● Tasks and exercises
- a) Summarize the passage below on the AHA lawsuit in two sentences.
- b) Answer these questions on the passage below on the AHA lawsuit:
(i) On what date was the lawsuit filed?
(ii) Who is named as the defendant?
(iii) What did the July 13, 2012 CMS memorandum direct MACs and other fiscal intermediary contractors to do?

● Reading passage

AHA Files Lawsuit Against HHS Regarding Full Part B Reimbursement

On November 1, 2012, the American Hospital Association (AHA), along with four hospitals, filed a lawsuit against the U.S. Department of Health and Human Services (HHS) in the U.S. District Court for the District of Columbia. The lawsuit, which names as the defendant Kathleen Sebelius in her official capacity as the Secretary of HHS, alleges that the Medicare program has engaged in an unlawful government practice in its refusal to reimburse hospitals for full Part B reimbursement where an Part A inpatient admission is denied by a Recovery Audit Contractor because the inpatient services were provided in the wrong setting, i.e. the services should have been provided in an outpatient setting.

Since the Recovery Audit Contractor Demonstration Program, Wachler & Associates has worked with the AHA to play an active role in the efforts to obtain full Part B reimbursement for hospitals with Part A inpatient admissions denied as not medically necessary by Recovery Audit Contractors (RACs). From our own experience, we have obtained success on behalf of our hospital clients through the administrative law judge hearing stage of appeal. Many administrative law judges have recognized that hospitals are entitled to full Part B reimbursement where inpatient admissions are denied as not medically necessary. As such, administrative law judges specifically order full Part B reimbursement for hospitals. The roadblock following ALJs orders, however, was that Medicare Administrative Contractors (MACs) would refuse to effectuate payment. In an almost ironic turn of events, in a July 13, 2012 memorandum that our firm obtained from a MAC, the Centers for Medicare & Medicaid Services (CMS), while professing that it still believed that hospitals were not entitled to full Part B reimbursement in these situations, directed all MACs and other fiscal intermediary contractors to effectuate ALJ orders for full Part B reimbursement. Although CMS's July 13 memorandum was promising for hospitals with ALJ orders for full Part B reimbursement, the fact remains that to obtain an ALJ order for full Part B reimbursement a hospital must proceed through the arduous Medicare appeals process. Therefore, the lawsuit recently filed by the AHA is an important step towards challenging the core of CMS's policy that hospitals are not entitled to full Part B reimbursement where an impatient admission is denied because the services were provided in the wrong setting.

[Data drawn from a collection]
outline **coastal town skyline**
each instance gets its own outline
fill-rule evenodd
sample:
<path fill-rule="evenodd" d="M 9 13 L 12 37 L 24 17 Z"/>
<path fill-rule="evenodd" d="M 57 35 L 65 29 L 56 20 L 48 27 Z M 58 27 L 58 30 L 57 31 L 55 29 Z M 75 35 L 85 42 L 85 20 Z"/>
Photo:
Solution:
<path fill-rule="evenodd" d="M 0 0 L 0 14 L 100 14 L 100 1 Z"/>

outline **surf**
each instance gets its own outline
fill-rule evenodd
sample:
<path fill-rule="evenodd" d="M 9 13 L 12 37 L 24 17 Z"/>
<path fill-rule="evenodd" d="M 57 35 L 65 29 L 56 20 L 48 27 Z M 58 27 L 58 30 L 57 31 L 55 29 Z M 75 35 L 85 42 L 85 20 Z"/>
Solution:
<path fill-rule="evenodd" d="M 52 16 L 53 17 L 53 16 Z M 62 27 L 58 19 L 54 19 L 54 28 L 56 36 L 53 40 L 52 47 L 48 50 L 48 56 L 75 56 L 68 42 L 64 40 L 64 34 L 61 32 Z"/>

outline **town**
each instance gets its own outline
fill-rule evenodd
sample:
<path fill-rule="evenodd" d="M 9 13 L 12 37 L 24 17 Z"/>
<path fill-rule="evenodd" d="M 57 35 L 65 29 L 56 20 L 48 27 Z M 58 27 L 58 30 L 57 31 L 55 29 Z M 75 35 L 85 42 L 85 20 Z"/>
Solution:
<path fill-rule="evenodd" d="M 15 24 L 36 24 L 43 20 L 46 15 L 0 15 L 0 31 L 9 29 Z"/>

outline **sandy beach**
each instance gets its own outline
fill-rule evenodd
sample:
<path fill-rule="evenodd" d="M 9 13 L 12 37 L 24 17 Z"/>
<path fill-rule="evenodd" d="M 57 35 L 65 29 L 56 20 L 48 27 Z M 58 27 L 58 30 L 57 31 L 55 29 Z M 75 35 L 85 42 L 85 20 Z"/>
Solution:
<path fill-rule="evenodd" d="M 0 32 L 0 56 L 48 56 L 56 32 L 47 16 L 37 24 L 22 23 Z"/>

● Answers below
- a) On November 1, 2012, the American Hospital Association and four hospitals sued the U.S. Department of Health and Human Services, alleging that Medicare unlawfully refuses full Part B reimbursement when a Recovery Audit Contractor denies a Part A inpatient admission because the services should have been provided in an outpatient setting. Although administrative law judges have ordered full Part B reimbursement and a July 13, 2012 CMS memorandum directed contractors to carry out those orders, hospitals must still go through the arduous Medicare appeals process, so the lawsuit is an important step toward challenging the core of CMS's policy.

- b)
(i) November 1, 2012.
(ii) Kathleen Sebelius, in her official capacity as the Secretary of HHS.
(iii) To effectuate ALJ orders for full Part B reimbursement.